### TASKS FOR THIS EXERCISE
1: In the churchyard meadow text, what did the hay crop taken from churchyards form part of?
2: Reproduce the stretch of the churchyard meadow text from "Let the grass" through "till later on.".

Graveyard with long grass

Putting your meadow to bed for the winter!

It’s often thought that encouraging wildlife into churchyards or cemeteries is a case of leaving them to go wild and stopping management. Actually, this is not the case. Many of the species and habitats found in burial grounds have been present for the decades or even centuries that this special place has been cared for. These plants, animals, birds and fungi will have been widespread in the farmed landscape of the past. If you want to maintain or increase wildlife in your local churchyard or cemetery then the best thing to do is to continue this traditional work rather than making a big change and leaving things unmanaged. Most churchyards are a mix of grassland with individual trees or groups of trees which can be thought of as small woodlands. There may well be some patches of scrub as well. It is the grassland that needs regular management if it is not to change its character and we can look to the history of churchyards for clues on how to do this.

We know that churchyards were kept open and accessible as they were always important community spaces, used for outdoor services, for archery practice, markets and fairs as well as for burial. There are records of a hay crop being taken which formed part of the vicar’s stipend and of grazing after the hay was cut. For much of history, grass was an important energy crop, so a meadow would be cut at the height of its growth in summer, when the bulk of the nutrients are above ground, and any cut grass would be dried as hay, raked up and taken to feed animals in winter. Small patches of meadow, such as that found on verges and in churchyards, might not seem worth ‘farming’ now but would have had value back in the day. The wonderful shows of wildflowers that we see in our churchyard meadows are made of plants able to thrive in these conditions, able to survive cutting and grazing. Meadow plants tend to be perennial, these can survive the winter, often living for many years. Perennials do not actually need to flower or set seed although doing so will allow them to increase in number. There are a few meadow plants that are annuals and don’t survive over winter but these, such as yellow rattle, tend to flower early prior to the hay cut, so can grow each year from the seed that has fallen.

Another difference between old fashioned systems and our modern world is mowing machines. These are relatively recent inventions and have become more efficient over the years, able to cut grass really short and very uniform. Again, if you want to increase the flowers, pollinators and wildlife generally, having a slightly longer sward, perhaps cut less often can make a big difference as short-stemmed plants like clovers, daisies, cat’s ear and speedwells can then flower. Things were generally less tidy in the past, as well as a more uneven sward, there would have been edges and corners that didn’t get cut, so places for animals to withdraw to following grass cutting, and to shelter in over winter. Thinking in this way can help to make meadow management easy to understand:

Let the grass grow long for 3 or 4 months over the spring and summer, follow this by a summer cut and rake (you can make hay if you like or just remove the cut grass). Don’t worry about cutting flowers, the plants will survive and some species may regrow and flower again. N.B. If you don’t want to cut particularly late flowering species such as scabious or knapweed, then cut the bulk of the meadow and leave some flowery patches till later on.

### DATASET CONTENT
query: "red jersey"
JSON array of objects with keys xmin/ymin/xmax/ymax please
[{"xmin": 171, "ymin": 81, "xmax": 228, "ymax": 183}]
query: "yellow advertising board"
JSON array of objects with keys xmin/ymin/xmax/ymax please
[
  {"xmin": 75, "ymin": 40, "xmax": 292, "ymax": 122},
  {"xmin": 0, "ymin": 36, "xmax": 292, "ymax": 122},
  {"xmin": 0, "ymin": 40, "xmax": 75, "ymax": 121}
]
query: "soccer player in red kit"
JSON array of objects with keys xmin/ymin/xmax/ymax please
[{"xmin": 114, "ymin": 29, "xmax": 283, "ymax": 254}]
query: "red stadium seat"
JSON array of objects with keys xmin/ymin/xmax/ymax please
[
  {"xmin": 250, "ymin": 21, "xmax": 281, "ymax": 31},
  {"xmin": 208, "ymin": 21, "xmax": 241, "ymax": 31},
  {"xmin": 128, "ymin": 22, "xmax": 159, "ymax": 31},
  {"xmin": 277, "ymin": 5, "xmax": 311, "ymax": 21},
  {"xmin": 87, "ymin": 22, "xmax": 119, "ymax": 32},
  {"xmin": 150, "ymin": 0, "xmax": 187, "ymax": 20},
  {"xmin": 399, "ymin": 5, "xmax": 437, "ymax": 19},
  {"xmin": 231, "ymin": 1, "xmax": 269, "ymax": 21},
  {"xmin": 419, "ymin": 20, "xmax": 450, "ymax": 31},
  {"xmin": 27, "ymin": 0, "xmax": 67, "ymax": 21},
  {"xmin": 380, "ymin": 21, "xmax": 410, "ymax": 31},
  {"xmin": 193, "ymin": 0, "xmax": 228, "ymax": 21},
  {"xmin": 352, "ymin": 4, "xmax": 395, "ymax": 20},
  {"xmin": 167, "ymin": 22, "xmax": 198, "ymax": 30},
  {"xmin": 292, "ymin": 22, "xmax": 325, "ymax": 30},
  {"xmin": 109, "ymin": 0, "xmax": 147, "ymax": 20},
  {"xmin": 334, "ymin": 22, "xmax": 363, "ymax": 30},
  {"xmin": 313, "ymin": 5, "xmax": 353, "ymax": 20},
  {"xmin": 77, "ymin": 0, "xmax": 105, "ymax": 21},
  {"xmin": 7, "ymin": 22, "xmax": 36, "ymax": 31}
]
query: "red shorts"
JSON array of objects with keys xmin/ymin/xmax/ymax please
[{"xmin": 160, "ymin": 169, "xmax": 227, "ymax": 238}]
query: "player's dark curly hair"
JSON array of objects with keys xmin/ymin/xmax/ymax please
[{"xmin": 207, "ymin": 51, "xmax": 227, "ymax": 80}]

### RESULTS OF THE TASKS
1: The vicar's stipend.

2:
Let the grass grow long for 3 or 4 months over the spring and summer, follow this by a summer cut and rake (you can make hay if you like or just remove the cut grass). Don’t worry about cutting flowers, the plants will survive and some species may regrow and flower again. N.B. If you don’t want to cut particularly late flowering species such as scabious or knapweed, then cut the bulk of the meadow and leave some flowery patches till later on.